- **Data records**
================================

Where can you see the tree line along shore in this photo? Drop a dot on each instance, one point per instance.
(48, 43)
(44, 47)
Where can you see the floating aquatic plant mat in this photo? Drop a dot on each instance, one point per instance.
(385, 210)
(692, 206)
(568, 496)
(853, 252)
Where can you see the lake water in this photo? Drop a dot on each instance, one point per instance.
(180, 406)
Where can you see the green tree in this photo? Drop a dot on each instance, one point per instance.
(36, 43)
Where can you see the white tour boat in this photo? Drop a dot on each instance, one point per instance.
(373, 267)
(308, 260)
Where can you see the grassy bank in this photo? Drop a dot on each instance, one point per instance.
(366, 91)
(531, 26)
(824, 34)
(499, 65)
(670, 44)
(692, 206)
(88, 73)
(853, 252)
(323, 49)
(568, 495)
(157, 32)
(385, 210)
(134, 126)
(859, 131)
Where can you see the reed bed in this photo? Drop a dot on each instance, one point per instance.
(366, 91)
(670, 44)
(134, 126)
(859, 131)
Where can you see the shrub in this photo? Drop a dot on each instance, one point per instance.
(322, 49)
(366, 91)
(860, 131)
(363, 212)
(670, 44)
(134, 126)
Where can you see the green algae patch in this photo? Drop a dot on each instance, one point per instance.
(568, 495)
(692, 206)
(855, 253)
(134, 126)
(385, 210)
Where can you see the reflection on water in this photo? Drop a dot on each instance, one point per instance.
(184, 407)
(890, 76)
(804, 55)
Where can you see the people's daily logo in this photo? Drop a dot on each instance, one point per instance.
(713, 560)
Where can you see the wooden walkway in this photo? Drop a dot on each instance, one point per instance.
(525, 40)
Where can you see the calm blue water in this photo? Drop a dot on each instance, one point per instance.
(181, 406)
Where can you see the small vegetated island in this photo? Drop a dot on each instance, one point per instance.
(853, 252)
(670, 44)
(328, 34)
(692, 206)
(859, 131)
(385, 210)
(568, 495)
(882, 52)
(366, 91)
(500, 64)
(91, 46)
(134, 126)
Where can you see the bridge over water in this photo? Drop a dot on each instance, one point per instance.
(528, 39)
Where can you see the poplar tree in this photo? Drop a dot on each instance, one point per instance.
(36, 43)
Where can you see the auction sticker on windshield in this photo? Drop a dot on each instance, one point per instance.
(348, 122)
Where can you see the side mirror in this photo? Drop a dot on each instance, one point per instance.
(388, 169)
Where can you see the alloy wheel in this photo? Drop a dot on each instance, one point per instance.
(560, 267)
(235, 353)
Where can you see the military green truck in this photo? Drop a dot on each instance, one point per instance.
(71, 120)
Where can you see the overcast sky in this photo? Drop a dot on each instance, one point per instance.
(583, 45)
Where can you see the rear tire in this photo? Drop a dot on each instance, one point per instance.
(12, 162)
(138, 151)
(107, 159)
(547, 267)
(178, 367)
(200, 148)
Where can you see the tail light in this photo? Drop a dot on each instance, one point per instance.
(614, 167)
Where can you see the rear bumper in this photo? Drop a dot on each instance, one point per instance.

================================

- **Exercise brief**
Only the lines from the one with "Where can you see the tail" through the end of the material are wanted; copy them exactly, both ends included.

- **Answer for the task**
Where can you see the tail light in this photo? Drop a dot on each instance, one point per instance.
(614, 167)
Where can you see the rear bumper in this photo? Drop a dot on each instance, one point per instance.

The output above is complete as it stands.